WORK REQUEST 1: Return the part of the post on Genpo Roshi's disrobing between "I don’t know" and "been writing about.", inclusive.
WORK REQUEST 2:
Answer these questions from the post on Genpo Roshi's disrobing:
(a) Which vow does the post say clearly wasn't one of Genpo Roshi's?
(b) Which account does the post credit, after "via," for Brad Warner's Elephant Journal piece?
(c) What car does Brad Warner say he owns?

I don’t know what kind of monk Genpo Roshi actually intended to be, but his recent disrobing brings up some good issues around a few of the elements of monasticism I’ve been writing about.
- Celibacy & Sexuality (can monks be sexually active? how ’bout unfaithfully so? polyamorous?)
- Vows (where do marriage vows and monastic vows overlap?)
- Hierarchy (what happens when unfaithful sex is with your intended successor?)
- Renunciation (as Brad Warner points out below, poverty clearly wasn’t one of Genpo Roshi’s vows. Can/should monks make money? Can/should they charge lots and lots of money for their spiritual services?).
Brad Warner, author of “Sex, Sin, and Zen: A Buddhist Exploration of Sex from Celibacy to Polyamory and Everything in Between“ writes at Elephant Journal (via @duffmcduffee):
Look. I am not insisting all Zen monks take a vow of absolute poverty and live on just what they can carry in a knapsack slung over their backs like the monks in ancient China did. I know we’re living in a completely different society than they were. I own three bass guitars, a used PT Cruiser, and a ten-speed bike. I wouldn’t want to have to stuff those in a knapsack. But three houses? For the love of God, who needs three houses? I don’t even have one!

Stored data entries
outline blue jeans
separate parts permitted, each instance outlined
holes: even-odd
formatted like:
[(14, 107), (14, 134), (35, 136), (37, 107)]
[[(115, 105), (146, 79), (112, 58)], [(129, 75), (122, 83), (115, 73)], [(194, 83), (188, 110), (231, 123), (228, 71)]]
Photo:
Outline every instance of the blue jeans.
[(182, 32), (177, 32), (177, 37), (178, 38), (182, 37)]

RESULT 1:
I don’t know what kind of monk Genpo Roshi actually intended to be, but his recent disrobing brings up some good issues around a few of the elements of monasticism I’ve been writing about.

RESULT 2:
(a) Poverty
(b) @duffmcduffee
(c) A used PT Cruiser